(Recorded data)

"""

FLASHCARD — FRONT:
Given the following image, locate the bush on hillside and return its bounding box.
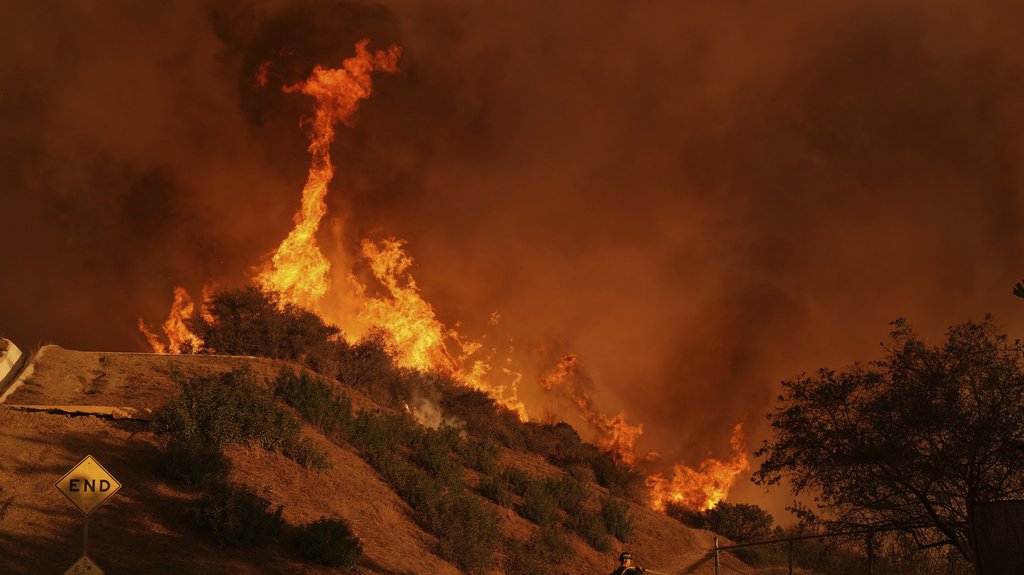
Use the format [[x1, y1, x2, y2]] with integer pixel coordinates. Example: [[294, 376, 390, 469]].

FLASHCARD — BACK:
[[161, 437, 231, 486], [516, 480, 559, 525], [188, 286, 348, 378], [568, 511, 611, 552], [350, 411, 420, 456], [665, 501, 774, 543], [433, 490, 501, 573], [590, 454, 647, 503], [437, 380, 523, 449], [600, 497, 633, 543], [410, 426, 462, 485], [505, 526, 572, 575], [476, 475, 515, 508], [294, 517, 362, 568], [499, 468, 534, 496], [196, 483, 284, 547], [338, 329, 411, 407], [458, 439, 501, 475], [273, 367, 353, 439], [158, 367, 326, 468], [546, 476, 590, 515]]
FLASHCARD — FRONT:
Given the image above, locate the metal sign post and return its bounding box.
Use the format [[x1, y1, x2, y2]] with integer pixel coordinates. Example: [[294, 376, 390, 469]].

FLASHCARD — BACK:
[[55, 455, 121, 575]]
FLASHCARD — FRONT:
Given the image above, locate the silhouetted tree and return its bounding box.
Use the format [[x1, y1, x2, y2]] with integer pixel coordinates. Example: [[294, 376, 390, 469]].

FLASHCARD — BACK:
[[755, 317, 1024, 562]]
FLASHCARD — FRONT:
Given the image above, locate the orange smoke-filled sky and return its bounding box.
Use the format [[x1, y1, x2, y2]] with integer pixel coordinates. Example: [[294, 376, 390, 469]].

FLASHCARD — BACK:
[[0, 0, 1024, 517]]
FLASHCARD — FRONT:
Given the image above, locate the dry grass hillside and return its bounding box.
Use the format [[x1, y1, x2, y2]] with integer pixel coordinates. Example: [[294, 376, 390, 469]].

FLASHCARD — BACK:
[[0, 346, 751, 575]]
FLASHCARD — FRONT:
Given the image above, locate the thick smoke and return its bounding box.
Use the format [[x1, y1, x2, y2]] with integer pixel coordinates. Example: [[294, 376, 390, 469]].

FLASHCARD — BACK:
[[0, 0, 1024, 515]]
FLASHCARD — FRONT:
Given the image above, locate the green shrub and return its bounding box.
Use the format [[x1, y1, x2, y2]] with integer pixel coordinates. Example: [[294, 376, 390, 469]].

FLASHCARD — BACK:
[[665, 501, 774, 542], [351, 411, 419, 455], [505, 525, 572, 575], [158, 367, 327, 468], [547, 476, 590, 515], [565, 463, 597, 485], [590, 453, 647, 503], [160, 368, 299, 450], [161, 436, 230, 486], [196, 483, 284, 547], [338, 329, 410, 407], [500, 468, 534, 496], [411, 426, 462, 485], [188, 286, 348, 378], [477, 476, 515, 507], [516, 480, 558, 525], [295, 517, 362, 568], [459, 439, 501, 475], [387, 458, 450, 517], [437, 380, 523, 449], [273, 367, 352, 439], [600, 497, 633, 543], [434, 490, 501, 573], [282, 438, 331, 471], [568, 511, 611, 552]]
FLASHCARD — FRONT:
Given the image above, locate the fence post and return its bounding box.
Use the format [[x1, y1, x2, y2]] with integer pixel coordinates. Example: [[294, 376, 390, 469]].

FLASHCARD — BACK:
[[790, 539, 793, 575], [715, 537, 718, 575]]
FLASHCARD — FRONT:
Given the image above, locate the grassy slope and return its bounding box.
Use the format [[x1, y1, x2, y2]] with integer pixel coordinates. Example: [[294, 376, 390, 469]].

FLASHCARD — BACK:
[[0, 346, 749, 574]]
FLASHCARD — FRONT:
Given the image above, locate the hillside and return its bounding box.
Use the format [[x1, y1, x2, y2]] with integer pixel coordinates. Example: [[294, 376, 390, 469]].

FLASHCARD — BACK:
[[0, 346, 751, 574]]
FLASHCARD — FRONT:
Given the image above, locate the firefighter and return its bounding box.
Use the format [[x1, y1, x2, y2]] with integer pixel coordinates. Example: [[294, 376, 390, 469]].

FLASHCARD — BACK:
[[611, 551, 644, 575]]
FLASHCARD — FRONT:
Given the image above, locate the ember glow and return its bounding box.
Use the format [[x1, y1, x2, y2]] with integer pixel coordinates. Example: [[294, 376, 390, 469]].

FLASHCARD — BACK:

"""

# Exercise goal
Gather every line of the listing above that contains the word "locate", copying each one in full. Case counts.

# Answer below
Given the following image, locate the bush on hillside and return its bounding box.
Given the image above, locate the metal sign post and return its bounding box.
Given the image above, locate the silhouetted tree and return its bounding box.
Given the image above, locate the orange smoke-filled sky and return its bounding box.
Given the image above, locate the dry grass hillside and return its bounding box.
Given the image above, locate the thick smoke and return its bounding box.
Given the image above, locate the green shrub and return its bounding box.
Given the image above, locate the fence post and return its bounding box.
Given the image above, locate the grassy slope and return its bounding box.
Given the image above, locate the hillside and return its bounding box.
Given the image above, locate the firefighter and return its bounding box.
Given the image above, locate the ember glow and return its bounding box.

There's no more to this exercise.